Requirements: Extract every line of the rows below that contains the string "white", matching case exactly.

#### Stored data

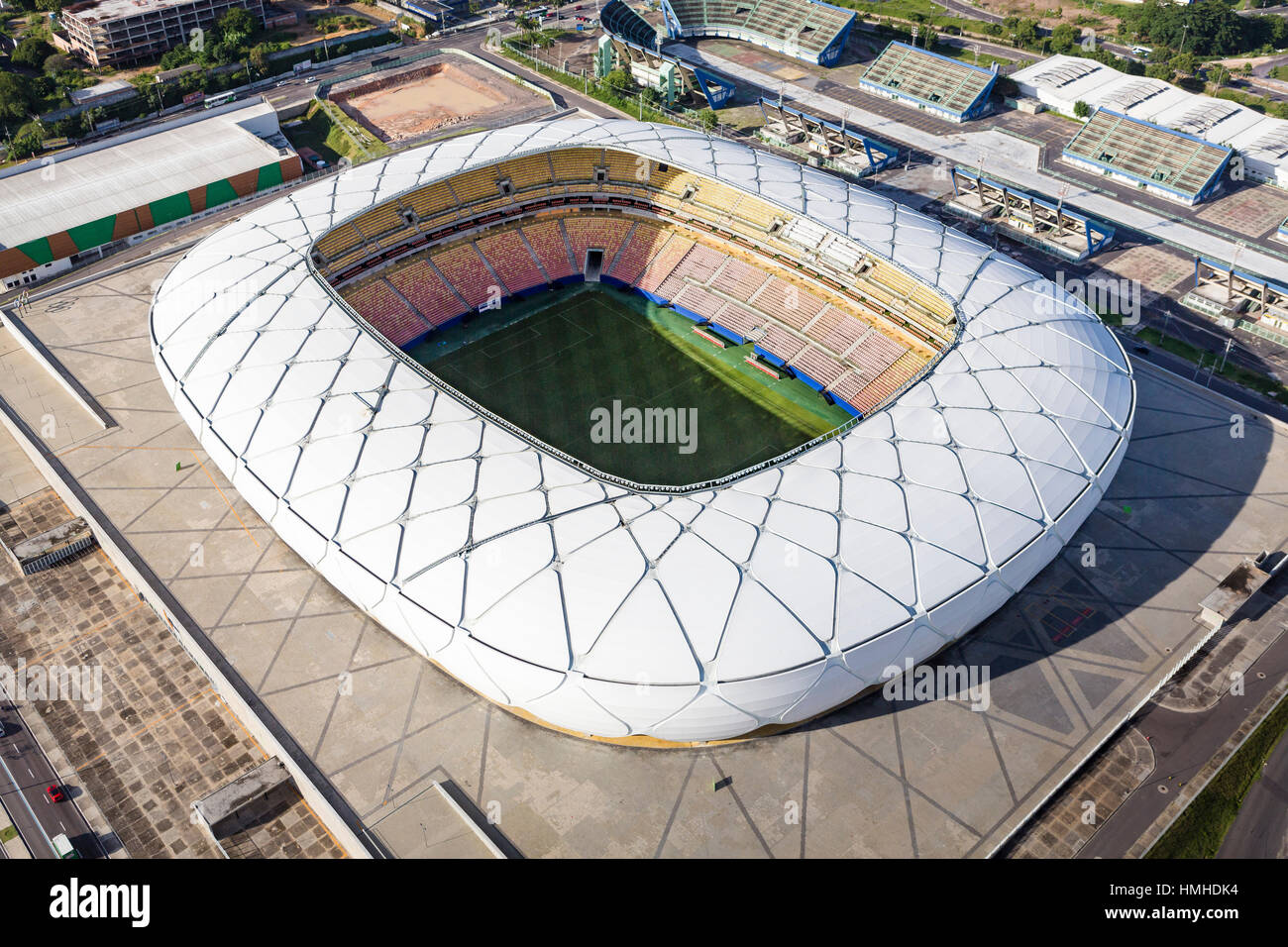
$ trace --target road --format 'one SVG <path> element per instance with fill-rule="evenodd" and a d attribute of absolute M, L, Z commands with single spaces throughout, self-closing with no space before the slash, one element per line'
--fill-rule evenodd
<path fill-rule="evenodd" d="M 1288 740 L 1270 754 L 1216 857 L 1288 858 Z"/>
<path fill-rule="evenodd" d="M 50 801 L 46 786 L 59 785 L 45 751 L 31 737 L 18 707 L 0 696 L 0 799 L 9 818 L 36 858 L 57 858 L 50 840 L 67 835 L 81 857 L 106 858 L 98 835 L 89 827 L 80 808 L 68 796 Z"/>
<path fill-rule="evenodd" d="M 1280 542 L 1276 548 L 1282 549 L 1283 545 Z M 1282 591 L 1283 586 L 1280 586 L 1280 594 Z M 1271 616 L 1267 613 L 1264 620 L 1269 621 Z M 1164 710 L 1154 703 L 1148 705 L 1136 716 L 1132 725 L 1149 740 L 1154 749 L 1154 772 L 1091 836 L 1091 840 L 1078 853 L 1078 858 L 1122 858 L 1153 825 L 1154 819 L 1162 814 L 1175 798 L 1175 792 L 1194 778 L 1216 755 L 1226 740 L 1248 718 L 1253 707 L 1283 680 L 1284 675 L 1288 675 L 1288 634 L 1280 635 L 1279 640 L 1271 644 L 1252 665 L 1252 670 L 1244 678 L 1245 692 L 1242 696 L 1226 694 L 1211 710 L 1194 714 Z M 1279 747 L 1280 751 L 1283 749 L 1283 746 Z M 1283 767 L 1284 761 L 1280 760 L 1279 765 Z M 1284 777 L 1283 769 L 1275 772 Z M 1280 780 L 1279 786 L 1283 785 L 1288 785 L 1288 778 Z M 1284 805 L 1283 798 L 1278 805 Z M 1240 831 L 1247 835 L 1274 831 L 1276 819 L 1283 813 L 1266 822 L 1258 822 L 1257 813 L 1267 812 L 1260 807 L 1258 803 L 1258 809 L 1247 817 L 1251 819 L 1248 827 Z M 1270 808 L 1273 809 L 1273 805 Z M 1253 839 L 1247 844 L 1257 843 Z"/>

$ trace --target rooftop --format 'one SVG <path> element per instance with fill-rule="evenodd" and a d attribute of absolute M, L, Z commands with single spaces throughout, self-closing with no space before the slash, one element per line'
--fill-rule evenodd
<path fill-rule="evenodd" d="M 904 43 L 891 43 L 863 73 L 863 81 L 951 112 L 965 112 L 988 90 L 994 75 Z"/>
<path fill-rule="evenodd" d="M 263 99 L 108 138 L 0 173 L 0 247 L 21 246 L 130 207 L 251 171 L 283 157 L 258 131 L 277 131 Z"/>
<path fill-rule="evenodd" d="M 1204 191 L 1230 157 L 1229 148 L 1108 108 L 1100 108 L 1091 116 L 1064 153 L 1195 196 Z"/>
<path fill-rule="evenodd" d="M 71 14 L 86 23 L 102 23 L 108 19 L 138 17 L 143 13 L 166 6 L 188 6 L 196 0 L 82 0 L 63 8 L 63 15 Z"/>

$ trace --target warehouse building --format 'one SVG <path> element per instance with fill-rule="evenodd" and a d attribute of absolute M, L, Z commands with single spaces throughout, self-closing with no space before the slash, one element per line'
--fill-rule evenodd
<path fill-rule="evenodd" d="M 260 98 L 5 169 L 0 281 L 39 282 L 301 173 Z"/>
<path fill-rule="evenodd" d="M 1128 76 L 1092 59 L 1052 55 L 1011 75 L 1020 95 L 1074 117 L 1077 103 L 1233 148 L 1233 167 L 1249 180 L 1288 188 L 1288 121 L 1227 99 Z"/>
<path fill-rule="evenodd" d="M 859 79 L 863 91 L 893 99 L 948 121 L 978 119 L 988 110 L 997 72 L 938 53 L 890 43 Z"/>
<path fill-rule="evenodd" d="M 1097 108 L 1060 158 L 1170 201 L 1194 206 L 1216 193 L 1233 149 Z"/>

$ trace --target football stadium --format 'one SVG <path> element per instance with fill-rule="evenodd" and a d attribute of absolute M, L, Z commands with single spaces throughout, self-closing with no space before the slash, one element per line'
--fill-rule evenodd
<path fill-rule="evenodd" d="M 189 250 L 151 334 L 336 589 L 513 713 L 645 746 L 800 724 L 969 633 L 1099 502 L 1136 402 L 1033 271 L 621 120 L 298 189 Z"/>

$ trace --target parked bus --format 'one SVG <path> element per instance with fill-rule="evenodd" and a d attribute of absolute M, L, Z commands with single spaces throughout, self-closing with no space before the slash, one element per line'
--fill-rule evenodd
<path fill-rule="evenodd" d="M 206 98 L 206 108 L 215 108 L 216 106 L 227 106 L 236 98 L 237 93 L 234 91 L 225 91 L 222 95 L 210 95 Z"/>
<path fill-rule="evenodd" d="M 66 834 L 55 835 L 50 841 L 54 843 L 54 854 L 59 858 L 80 858 L 80 852 L 76 850 Z"/>

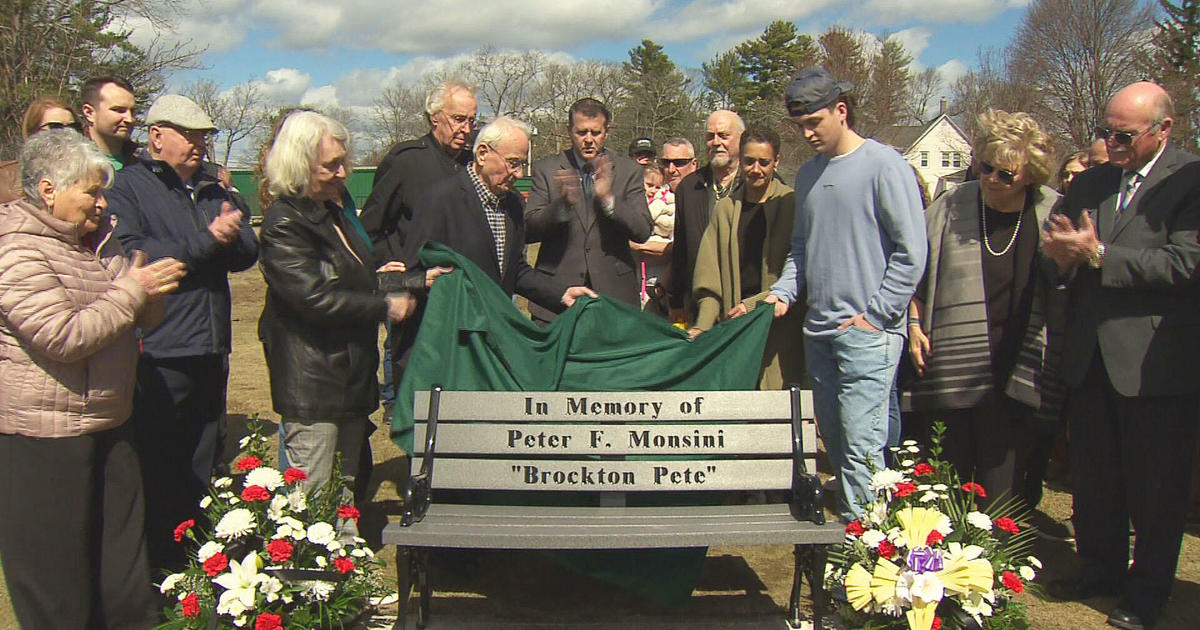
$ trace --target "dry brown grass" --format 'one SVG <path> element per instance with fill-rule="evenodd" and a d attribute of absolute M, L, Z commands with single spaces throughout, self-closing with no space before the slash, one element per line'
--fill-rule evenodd
<path fill-rule="evenodd" d="M 263 305 L 263 280 L 256 269 L 232 280 L 234 290 L 234 352 L 230 361 L 228 409 L 234 424 L 245 415 L 259 413 L 276 420 L 271 412 L 266 366 L 257 337 L 258 314 Z M 374 416 L 380 420 L 380 414 Z M 389 512 L 396 508 L 400 450 L 388 439 L 386 427 L 372 439 L 374 446 L 374 509 L 364 516 L 364 533 L 378 541 Z M 1042 510 L 1054 521 L 1066 521 L 1070 511 L 1069 494 L 1048 488 Z M 1190 630 L 1200 626 L 1200 528 L 1192 528 L 1183 540 L 1175 596 L 1164 611 L 1158 630 Z M 378 545 L 377 545 L 378 546 Z M 392 550 L 380 550 L 391 559 Z M 1034 553 L 1046 564 L 1045 577 L 1070 572 L 1073 552 L 1066 542 L 1038 541 Z M 686 611 L 667 611 L 642 602 L 616 588 L 566 572 L 564 569 L 528 553 L 485 553 L 467 557 L 445 553 L 434 558 L 433 584 L 438 588 L 434 619 L 452 614 L 458 619 L 487 622 L 619 620 L 632 626 L 647 617 L 728 620 L 742 625 L 750 617 L 782 616 L 791 588 L 791 550 L 775 547 L 714 547 L 701 575 L 692 604 Z M 1039 580 L 1040 581 L 1040 580 Z M 1036 629 L 1074 630 L 1106 629 L 1104 617 L 1116 604 L 1097 599 L 1082 604 L 1057 604 L 1032 594 L 1021 596 L 1028 605 Z M 0 586 L 0 630 L 16 629 L 7 593 Z"/>

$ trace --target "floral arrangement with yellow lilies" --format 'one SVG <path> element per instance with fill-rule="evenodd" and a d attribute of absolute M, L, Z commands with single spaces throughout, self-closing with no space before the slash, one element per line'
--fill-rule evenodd
<path fill-rule="evenodd" d="M 1013 601 L 1042 569 L 1020 504 L 960 482 L 941 462 L 943 427 L 930 457 L 916 442 L 893 449 L 895 468 L 871 479 L 875 500 L 846 526 L 830 553 L 827 584 L 846 594 L 842 617 L 856 628 L 941 630 L 1027 628 Z M 840 587 L 840 588 L 839 588 Z M 850 610 L 847 610 L 847 606 Z"/>

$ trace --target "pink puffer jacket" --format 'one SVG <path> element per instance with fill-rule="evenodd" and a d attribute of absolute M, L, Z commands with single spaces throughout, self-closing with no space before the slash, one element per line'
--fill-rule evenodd
<path fill-rule="evenodd" d="M 130 418 L 148 300 L 109 232 L 80 240 L 25 200 L 0 206 L 0 433 L 61 438 Z"/>

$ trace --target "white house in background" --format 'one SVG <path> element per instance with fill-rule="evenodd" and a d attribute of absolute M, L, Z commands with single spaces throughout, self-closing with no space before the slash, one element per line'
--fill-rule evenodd
<path fill-rule="evenodd" d="M 920 173 L 929 199 L 961 184 L 971 166 L 971 140 L 944 113 L 925 126 L 884 127 L 876 138 L 895 146 Z"/>

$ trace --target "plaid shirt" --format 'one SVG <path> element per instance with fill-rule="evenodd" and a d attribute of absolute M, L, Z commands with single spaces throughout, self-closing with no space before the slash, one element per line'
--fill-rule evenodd
<path fill-rule="evenodd" d="M 475 164 L 467 168 L 470 182 L 475 185 L 479 200 L 484 204 L 484 214 L 487 216 L 487 226 L 492 228 L 492 236 L 496 240 L 496 262 L 500 265 L 500 276 L 504 276 L 504 245 L 508 240 L 508 230 L 504 229 L 504 211 L 500 210 L 500 198 L 487 190 L 484 180 L 475 173 Z"/>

########

Answer below:
$ trace --target "white house in background" --format 'one SVG <path> element per instance with fill-rule="evenodd" and a d attribute of absolute M, L, Z commands with single spaces throughout, self-closing with no space before the slash, one element per line'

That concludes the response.